## What is expected
Put the data below into a two-column CSV headed text and answer, with one row for each item of data. Wrap every field in double quotes, turn line breaks into spaces, and leave the pictures out.

-- Start of Records provided --

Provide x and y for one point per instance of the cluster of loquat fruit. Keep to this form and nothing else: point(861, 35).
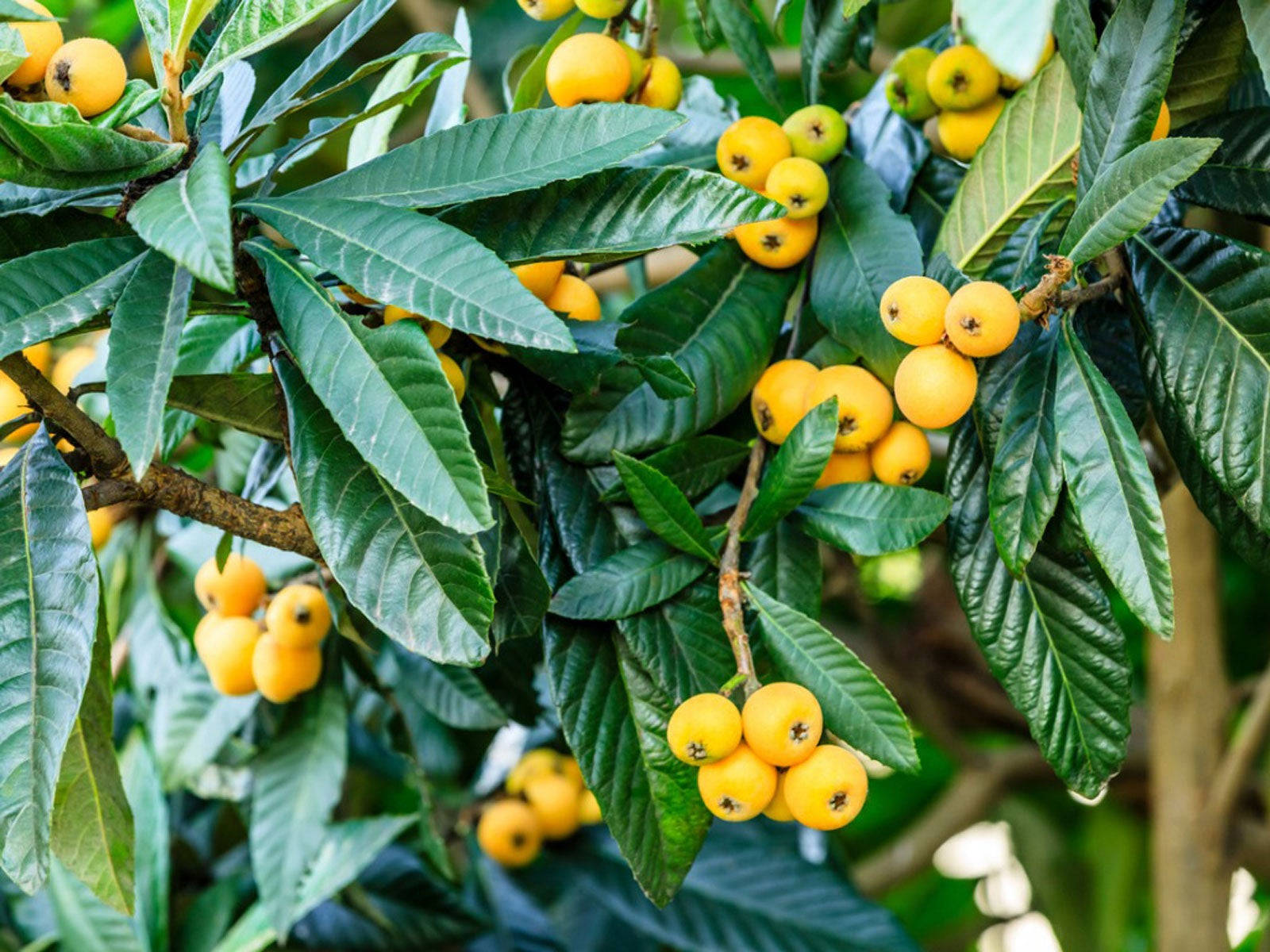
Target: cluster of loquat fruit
point(594, 67)
point(283, 660)
point(785, 164)
point(768, 758)
point(88, 73)
point(564, 294)
point(870, 442)
point(545, 799)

-- End of Records provided --

## Solution
text,answer
"Provide x and y for one point per instance of the cluster of loquat fruit. Keep to this form and nothing else: point(861, 35). Target: cluster of loquat fruit","point(594, 67) point(283, 660) point(785, 164) point(768, 758) point(88, 73) point(564, 294) point(870, 442) point(545, 799)"